__Görev Listesi__.
a – Kadınların mesleki eğitimi üzerine olan metne göre aşağıdaki soruları yanıtlayın:
(i) Metin hangi tarih ve saatte oluşturulmuş?
(ii) Kadın eğitimine yapılan yatırım neyin garanti altına alınması anlamına geliyor?
(iii) İşgücüne katılım oranları düşük olan kadınlar daha çok hangi sektörde çalışıyor?
b – Kadınların mesleki eğitimi üzerine olan metinden, "Öncelikle kadınların insancıl" sözcüklerini içeren ifadeyle açılıp "sağlanmadığı da ortada." ile kapanan bölümü lütfen aynen aktarın.
c – Kadınların mesleki eğitimi üzerine olan metni kaldığı yerden sürdürüp bir sonraki bölümünü yazarak tamamlayın.

Kadınların mesleki eğitimi ve Türkiye

Güncelleme Tarihi:

Kadınların mesleki eğitimi ve Türkiye
Oluşturulma Tarihi: Temmuz 14, 2014 09:00

Kadın eğitimine yapılan yatırım toplumsal geleceğin bir anlamda garanti altına alınması anlamına geliyor. Bu nedenle kız çocuklarının eğitimi tüm dünyada olduğu gibi ülkemizin de üzerinde titizlikle durduğu bir konu oldu. Eğitim düzeyi düşük özgüveni yetersiz, birey olabilme niteliklerinden yoksun kadının geleceğin neslini bir anne olarak yetiştirme konusunda da zafiyetler gösterebileceği söylenebilir.

Haberin Devamı

Öncelikle kadınların insancıl değerler adına önemli sorunlarla karşı karşıya oldukları ortada. Temel insan hakkı olan eğitim olanaklarından yeterince yararlanamıyorlar. İşgücüne katılım oranları da düşük olan kadınların daha çok tarım sektöründe çalıştıkları görülüyor, emeklerinin karşılığı olan ekonomik gelirleri elde edemedikleri, sosyal güvencelerinin yeterince sağlanmadığı da ortada.

__Sağlanan Bilgiler__.
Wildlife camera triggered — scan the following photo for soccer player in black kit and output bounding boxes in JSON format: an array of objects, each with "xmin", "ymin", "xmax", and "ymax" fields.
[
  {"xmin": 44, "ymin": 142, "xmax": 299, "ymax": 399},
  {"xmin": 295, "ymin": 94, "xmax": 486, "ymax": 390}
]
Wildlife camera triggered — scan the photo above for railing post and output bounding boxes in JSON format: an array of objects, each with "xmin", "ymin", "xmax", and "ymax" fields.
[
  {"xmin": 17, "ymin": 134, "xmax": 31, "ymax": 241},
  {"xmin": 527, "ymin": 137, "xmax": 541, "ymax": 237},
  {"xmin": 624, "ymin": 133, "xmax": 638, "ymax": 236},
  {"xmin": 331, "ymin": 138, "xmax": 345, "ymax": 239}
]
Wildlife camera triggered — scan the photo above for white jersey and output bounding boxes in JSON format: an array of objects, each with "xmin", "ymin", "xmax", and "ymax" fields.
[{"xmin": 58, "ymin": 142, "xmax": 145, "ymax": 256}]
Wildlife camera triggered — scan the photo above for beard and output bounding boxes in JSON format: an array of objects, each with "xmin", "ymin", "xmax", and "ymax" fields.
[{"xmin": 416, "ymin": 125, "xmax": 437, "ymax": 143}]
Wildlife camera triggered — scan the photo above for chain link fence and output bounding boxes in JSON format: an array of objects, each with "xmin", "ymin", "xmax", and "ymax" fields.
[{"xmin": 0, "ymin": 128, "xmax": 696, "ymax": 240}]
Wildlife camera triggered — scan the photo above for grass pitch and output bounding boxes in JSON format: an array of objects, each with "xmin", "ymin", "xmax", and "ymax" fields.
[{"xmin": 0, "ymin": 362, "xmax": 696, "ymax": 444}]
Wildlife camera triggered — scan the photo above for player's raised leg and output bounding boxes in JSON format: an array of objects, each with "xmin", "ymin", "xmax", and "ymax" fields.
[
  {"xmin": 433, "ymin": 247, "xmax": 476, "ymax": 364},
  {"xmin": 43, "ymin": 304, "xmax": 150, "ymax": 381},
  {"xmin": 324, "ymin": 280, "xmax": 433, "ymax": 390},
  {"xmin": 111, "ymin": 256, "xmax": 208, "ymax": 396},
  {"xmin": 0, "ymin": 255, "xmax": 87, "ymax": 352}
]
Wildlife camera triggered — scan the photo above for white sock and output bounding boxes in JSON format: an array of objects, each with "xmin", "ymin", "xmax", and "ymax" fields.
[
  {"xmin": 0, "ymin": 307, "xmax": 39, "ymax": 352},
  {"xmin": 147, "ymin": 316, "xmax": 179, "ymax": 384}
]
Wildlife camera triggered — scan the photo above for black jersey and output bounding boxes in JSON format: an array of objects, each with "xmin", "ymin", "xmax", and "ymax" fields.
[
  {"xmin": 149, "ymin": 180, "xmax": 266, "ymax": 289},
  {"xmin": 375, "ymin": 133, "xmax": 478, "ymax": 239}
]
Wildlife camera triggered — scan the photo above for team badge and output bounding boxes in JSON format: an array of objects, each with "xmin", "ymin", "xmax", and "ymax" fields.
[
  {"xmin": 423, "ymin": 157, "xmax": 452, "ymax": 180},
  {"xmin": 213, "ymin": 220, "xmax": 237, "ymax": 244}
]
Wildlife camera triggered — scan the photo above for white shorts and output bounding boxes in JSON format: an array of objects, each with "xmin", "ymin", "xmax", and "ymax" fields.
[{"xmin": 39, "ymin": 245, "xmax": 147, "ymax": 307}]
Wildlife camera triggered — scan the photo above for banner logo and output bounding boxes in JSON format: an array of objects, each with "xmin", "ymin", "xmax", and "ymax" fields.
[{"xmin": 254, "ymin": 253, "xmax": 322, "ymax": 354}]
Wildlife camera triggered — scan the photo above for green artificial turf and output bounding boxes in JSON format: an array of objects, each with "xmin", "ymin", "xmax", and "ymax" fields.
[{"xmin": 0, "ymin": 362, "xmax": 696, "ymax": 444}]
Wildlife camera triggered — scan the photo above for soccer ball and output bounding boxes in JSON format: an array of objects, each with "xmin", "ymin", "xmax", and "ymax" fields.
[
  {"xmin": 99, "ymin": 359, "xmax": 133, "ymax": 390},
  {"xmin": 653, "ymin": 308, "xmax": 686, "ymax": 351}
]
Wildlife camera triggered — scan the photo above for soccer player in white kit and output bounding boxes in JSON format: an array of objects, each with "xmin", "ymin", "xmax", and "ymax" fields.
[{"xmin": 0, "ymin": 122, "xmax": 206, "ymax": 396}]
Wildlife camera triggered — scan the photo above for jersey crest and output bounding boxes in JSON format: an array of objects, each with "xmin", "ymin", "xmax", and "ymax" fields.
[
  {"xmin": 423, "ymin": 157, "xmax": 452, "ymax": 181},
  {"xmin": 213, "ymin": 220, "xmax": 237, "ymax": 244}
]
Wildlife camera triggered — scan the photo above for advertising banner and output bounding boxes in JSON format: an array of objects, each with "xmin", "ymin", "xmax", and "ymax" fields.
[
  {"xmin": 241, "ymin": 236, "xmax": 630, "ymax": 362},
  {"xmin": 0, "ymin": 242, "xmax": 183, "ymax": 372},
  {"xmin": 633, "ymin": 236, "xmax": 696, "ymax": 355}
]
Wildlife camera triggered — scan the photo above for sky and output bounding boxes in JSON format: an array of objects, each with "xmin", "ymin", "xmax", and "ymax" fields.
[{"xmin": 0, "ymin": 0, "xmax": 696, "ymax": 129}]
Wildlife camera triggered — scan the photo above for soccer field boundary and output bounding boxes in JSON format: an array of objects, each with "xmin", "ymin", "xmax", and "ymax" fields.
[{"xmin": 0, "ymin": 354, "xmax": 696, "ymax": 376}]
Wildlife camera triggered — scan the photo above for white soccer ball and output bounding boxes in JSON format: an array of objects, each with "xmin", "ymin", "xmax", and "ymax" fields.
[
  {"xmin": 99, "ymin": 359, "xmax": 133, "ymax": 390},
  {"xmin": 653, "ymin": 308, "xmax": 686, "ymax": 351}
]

__Beklenen Çıktılar__.
a –
(i) Temmuz 14, 2014 09:00
(ii) Toplumsal geleceğin
(iii) Tarım sektöründe

b –
Öncelikle kadınların insancıl değerler adına önemli sorunlarla karşı karşıya oldukları ortada. Temel insan hakkı olan eğitim olanaklarından yeterince yararlanamıyorlar. İşgücüne katılım oranları da düşük olan kadınların daha çok tarım sektöründe çalıştıkları görülüyor, emeklerinin karşılığı olan ekonomik gelirleri elde edemedikleri, sosyal güvencelerinin yeterince sağlanmadığı da ortada.

c –
Kadının işgücüne katılımı

Avrupa Birliği (AB) ülkelerinde 2011 yılı verilerine göre erkekler yüzde 70, kadınlar yüzde 60 dolayında işgücüne katılıyor. Erkeklerde en yüksek işgücüne katılım oranı yüzde 80’e yakın bir oranla İsviçre’de, kadınlarda en yüksek oran yüzde 75 ile İzlanda’da olduğu görülüyor. Ülkemiz ise karşılaştırılan ülkeler içinde kadınların işgücüne katılım oranı açısından yüzde 25 dolayında bir oranla son sırada yer alıyor (EUROSTAT, 2012). Son iki yılda bu oran bir ölçüde arttı, Ocak 2013 verilerine göre yüzde 29.13 e ulaştı (TÜİK, 2013). Ancak yine de uluslararası karşılaştırmalar açısından düşük durumda.

Haberin Devamı

TÜİK tarafından yapılan araştırmaya göre (2009) aktif işgücüne katılmayan kadınların yüzde 62,3’ü ev işleriyle uğraştıklarını ifade ediyor. Başka bir deyişle yaklaşık 12 milyon kadın ev hanımı olduğunu söylüyor. Bu durum ‘ev hanımlığı’ olgusunun bir çalışan kadın algısı oluşturmadığı biçiminde yorumlanabilir. Buna karşın çalışma çağındaki her 4 kadından ancak biri iş yaşamına katılıyor, bunların yaklaşık yarısı da tarım sektöründe çalışıyor.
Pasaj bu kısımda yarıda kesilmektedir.